**TASK TO CARRY OUT**
Reproduce only the part of the listing below that begins at the line containing "banner in the photo above." and ends after the line containing "pediment in the photo above.", substituting "stationary vehicle" for "parked car" and changing nothing else.

**AVAILABLE DATA**
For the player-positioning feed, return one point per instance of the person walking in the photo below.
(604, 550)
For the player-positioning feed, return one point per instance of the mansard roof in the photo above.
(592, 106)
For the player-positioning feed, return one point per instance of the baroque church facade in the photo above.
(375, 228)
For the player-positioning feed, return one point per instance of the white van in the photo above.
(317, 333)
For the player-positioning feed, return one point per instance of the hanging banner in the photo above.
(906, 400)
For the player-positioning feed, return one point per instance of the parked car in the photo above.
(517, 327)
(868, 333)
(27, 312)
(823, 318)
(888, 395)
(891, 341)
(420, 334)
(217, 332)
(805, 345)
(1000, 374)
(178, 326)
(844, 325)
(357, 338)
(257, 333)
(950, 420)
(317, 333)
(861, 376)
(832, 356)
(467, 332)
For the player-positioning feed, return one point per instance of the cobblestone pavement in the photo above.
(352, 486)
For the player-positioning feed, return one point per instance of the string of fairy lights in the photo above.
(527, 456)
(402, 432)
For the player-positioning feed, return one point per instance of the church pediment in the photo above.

...

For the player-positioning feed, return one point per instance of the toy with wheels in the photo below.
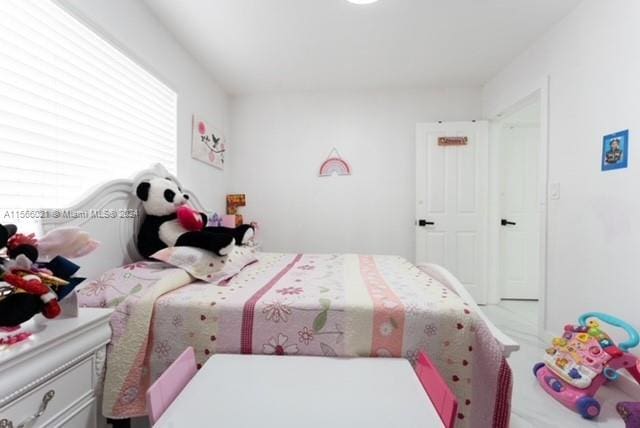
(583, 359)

**ANSWER TO THE TASK**
For the player-positioning feed, return one point per instance of the hanging banner in the photo above.
(906, 400)
For the player-positioning feed, return one point per instance of the stationary vehicle in the photo above.
(517, 327)
(868, 333)
(27, 312)
(823, 318)
(888, 395)
(891, 341)
(420, 334)
(217, 332)
(805, 345)
(1000, 374)
(178, 326)
(844, 325)
(357, 338)
(257, 333)
(950, 420)
(317, 333)
(861, 376)
(832, 356)
(467, 332)
For the player-positioning feed, return one point per instance of the cobblestone pavement in the photo above.
(352, 486)
For the player-positioning feed, return one point per instance of the string of fairy lights in the photo above.
(527, 456)
(402, 432)
For the player-positioning feed, return one point per instance of the church pediment in the photo above.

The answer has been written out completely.